===== Records provided =====
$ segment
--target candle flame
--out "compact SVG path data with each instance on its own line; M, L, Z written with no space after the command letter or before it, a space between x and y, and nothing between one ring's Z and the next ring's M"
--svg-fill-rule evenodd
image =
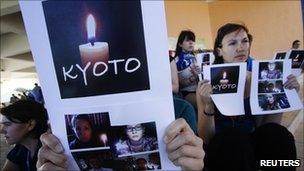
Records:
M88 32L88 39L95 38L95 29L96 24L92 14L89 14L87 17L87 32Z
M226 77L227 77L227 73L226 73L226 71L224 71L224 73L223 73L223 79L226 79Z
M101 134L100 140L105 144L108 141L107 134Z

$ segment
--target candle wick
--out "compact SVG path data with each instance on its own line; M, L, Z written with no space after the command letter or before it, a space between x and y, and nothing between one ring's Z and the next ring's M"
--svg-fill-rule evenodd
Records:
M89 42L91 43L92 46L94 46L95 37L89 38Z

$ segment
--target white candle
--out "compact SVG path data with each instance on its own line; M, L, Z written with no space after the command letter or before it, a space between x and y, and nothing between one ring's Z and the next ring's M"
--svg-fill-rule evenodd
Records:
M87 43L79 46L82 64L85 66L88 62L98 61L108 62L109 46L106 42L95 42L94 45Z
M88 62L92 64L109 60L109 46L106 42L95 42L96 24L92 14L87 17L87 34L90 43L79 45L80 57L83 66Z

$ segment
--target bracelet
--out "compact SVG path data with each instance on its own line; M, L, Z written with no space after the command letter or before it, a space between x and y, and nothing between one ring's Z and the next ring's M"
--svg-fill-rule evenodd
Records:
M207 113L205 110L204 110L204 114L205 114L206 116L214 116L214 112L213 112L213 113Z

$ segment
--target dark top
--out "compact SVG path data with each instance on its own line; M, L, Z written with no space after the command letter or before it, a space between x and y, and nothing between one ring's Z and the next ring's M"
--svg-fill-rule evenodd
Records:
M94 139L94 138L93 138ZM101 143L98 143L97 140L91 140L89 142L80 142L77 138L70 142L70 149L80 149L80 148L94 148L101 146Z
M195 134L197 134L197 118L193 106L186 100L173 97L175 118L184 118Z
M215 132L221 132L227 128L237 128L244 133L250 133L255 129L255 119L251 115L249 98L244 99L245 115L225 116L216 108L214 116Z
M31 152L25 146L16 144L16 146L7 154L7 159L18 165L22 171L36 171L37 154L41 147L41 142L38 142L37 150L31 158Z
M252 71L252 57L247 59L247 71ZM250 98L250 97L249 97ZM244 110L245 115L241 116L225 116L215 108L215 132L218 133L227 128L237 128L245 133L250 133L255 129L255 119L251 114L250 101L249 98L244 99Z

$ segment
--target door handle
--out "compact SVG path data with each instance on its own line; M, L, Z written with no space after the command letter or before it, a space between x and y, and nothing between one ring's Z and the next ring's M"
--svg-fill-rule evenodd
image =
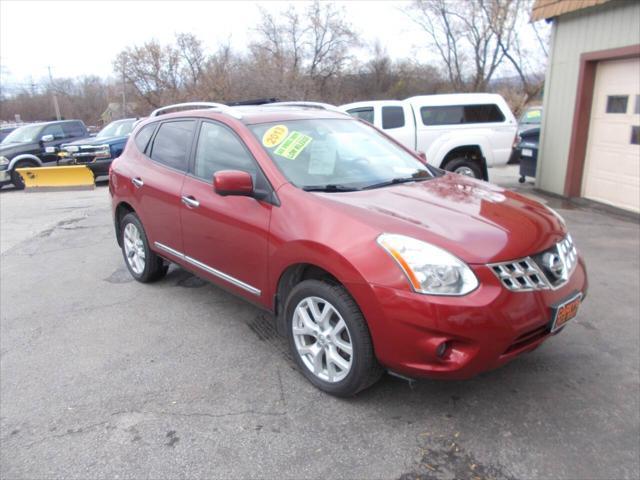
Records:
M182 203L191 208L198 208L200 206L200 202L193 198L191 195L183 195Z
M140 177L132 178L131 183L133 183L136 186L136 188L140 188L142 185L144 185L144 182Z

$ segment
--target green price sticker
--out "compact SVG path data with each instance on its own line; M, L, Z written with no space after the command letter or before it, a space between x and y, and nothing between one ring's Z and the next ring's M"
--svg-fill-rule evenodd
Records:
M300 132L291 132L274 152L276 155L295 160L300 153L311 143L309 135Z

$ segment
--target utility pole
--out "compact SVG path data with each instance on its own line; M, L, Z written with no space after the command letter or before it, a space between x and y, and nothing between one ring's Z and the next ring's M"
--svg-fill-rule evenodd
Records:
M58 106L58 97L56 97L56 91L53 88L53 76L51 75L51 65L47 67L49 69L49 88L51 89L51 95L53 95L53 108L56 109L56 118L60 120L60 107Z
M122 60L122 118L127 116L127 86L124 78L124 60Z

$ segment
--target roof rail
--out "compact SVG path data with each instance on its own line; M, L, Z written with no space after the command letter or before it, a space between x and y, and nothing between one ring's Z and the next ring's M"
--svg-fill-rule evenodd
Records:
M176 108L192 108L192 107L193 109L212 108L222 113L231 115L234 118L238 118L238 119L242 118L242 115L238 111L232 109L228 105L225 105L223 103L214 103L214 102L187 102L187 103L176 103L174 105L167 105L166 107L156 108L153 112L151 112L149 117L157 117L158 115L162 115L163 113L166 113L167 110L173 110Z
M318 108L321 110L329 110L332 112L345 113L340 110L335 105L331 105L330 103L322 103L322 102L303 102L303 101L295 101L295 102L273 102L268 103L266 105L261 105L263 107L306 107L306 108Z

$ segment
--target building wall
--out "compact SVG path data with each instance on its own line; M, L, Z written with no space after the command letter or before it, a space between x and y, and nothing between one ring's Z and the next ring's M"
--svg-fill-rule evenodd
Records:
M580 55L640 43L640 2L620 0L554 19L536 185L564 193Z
=====
No pictures go in the copy. Set down all the data exactly.

$ segment
--target candle flame
--out "compact SVG path data with each instance on its own line; M, L, Z written with no space after the command letter or before it, a space between x and y, and nothing between one ring's Z and the next ring's M"
--svg-fill-rule evenodd
image =
Records:
M88 32L88 39L95 38L95 29L96 24L92 14L89 14L87 17L87 32Z
M226 77L227 77L227 73L226 73L226 71L224 71L224 73L223 73L223 79L226 79Z
M101 134L100 140L105 144L108 141L107 134Z

$ segment
--target candle wick
--out "compact SVG path data with each instance on its own line; M, L, Z written with no space after the command letter or before it, a space between x and y, and nothing between one ring's Z and the next ring's M"
--svg-fill-rule evenodd
Records:
M89 42L91 43L92 46L94 46L95 37L89 38Z

$ segment
--target white candle
--out "compact SVG path data with each instance on its own line; M, L, Z written with no space after the command letter or before it, a space between x and y, and nothing between one ring's Z and the next ring's M"
--svg-fill-rule evenodd
Records:
M87 43L79 46L82 64L85 66L88 62L98 61L108 62L109 46L106 42L95 42L94 45Z
M88 62L92 64L109 60L109 46L106 42L95 42L96 24L92 14L87 17L87 34L90 43L79 45L80 57L83 66Z

$ segment
--target bracelet
--out "compact SVG path data with each instance on its own line; M, L, Z written with no space after the command letter or before it, a space between x and y, and nothing between one ring's Z and the next ring's M"
--svg-fill-rule evenodd
Records:
M207 113L205 110L204 110L204 114L205 114L206 116L214 116L214 112L213 112L213 113Z

$ segment
--target dark top
--out "compact SVG path data with each instance on its own line; M, L, Z written with no space after the command letter or before it, a space between x and y, and nothing between one ring's Z and the next ring's M"
--svg-fill-rule evenodd
Records:
M94 139L94 138L93 138ZM101 143L98 143L97 140L91 140L89 142L80 142L77 138L70 142L70 149L80 149L80 148L94 148L101 146Z
M195 134L197 134L197 118L193 106L186 100L173 97L175 118L184 118Z
M215 132L221 132L227 128L237 128L244 133L250 133L255 129L255 119L251 115L249 98L244 99L245 115L225 116L216 108L214 116Z
M31 152L25 146L16 144L16 146L7 154L7 159L18 165L22 171L36 171L37 154L41 147L41 142L38 142L37 150L31 158Z
M252 71L252 57L247 59L247 71ZM250 98L250 97L249 97ZM244 110L245 115L241 116L225 116L215 108L215 132L218 133L227 128L237 128L245 133L250 133L255 129L255 119L251 114L250 101L249 98L244 99Z

$ segment
--target door handle
--out "compact SVG path data with each instance on its own line; M, L, Z written with no space after the command letter or before it, a space between x and y, and nothing between one ring's Z and the next ring's M"
--svg-fill-rule evenodd
image =
Records:
M182 203L191 208L198 208L200 206L200 202L193 198L191 195L183 195Z
M140 177L132 178L131 183L133 183L136 186L136 188L140 188L142 185L144 185L144 182Z

$ segment
--target green price sticker
--out "compact SVG path data with each instance on its own line; M, L, Z written with no space after the command letter or before it, a space between x and y, and nothing between one ring's Z and the next ring's M"
--svg-fill-rule evenodd
Records:
M300 132L291 132L274 152L276 155L295 160L300 153L311 143L309 135Z

$ segment
--target utility pole
--out "compact SVG path data with each instance on its own line; M, L, Z written with no space after the command letter or before it, a space between x and y, and nothing between one ring's Z and the next ring's M"
--svg-fill-rule evenodd
Records:
M58 106L58 97L56 97L56 91L53 88L53 76L51 75L51 65L47 67L49 69L49 88L51 89L51 95L53 95L53 108L56 109L56 118L60 120L60 107Z
M122 60L122 118L127 116L127 86L124 78L124 60Z

$ segment
--target roof rail
--out "compact SVG path data with each instance on its own line; M, L, Z written with no space after the command letter or before it, a space between x and y, and nothing between one ring's Z and the next ring's M"
--svg-fill-rule evenodd
Records:
M176 108L192 108L192 107L193 109L212 108L222 113L231 115L234 118L238 118L238 119L242 118L242 115L238 111L232 109L228 105L225 105L223 103L214 103L214 102L187 102L187 103L176 103L174 105L167 105L166 107L156 108L153 112L151 112L149 117L157 117L158 115L162 115L163 113L166 113L167 110L173 110Z
M318 108L321 110L329 110L332 112L345 113L340 110L335 105L331 105L330 103L322 103L322 102L303 102L303 101L295 101L295 102L273 102L268 103L266 105L261 105L263 107L306 107L306 108Z

$ segment
--target building wall
--out "compact SVG path data with each instance on its own line; M, L, Z written with no space after the command letter or before it, a space between x and y, and nothing between one ring's Z and the next ring's M"
--svg-fill-rule evenodd
Records:
M580 55L640 43L640 2L620 0L554 19L536 185L564 193Z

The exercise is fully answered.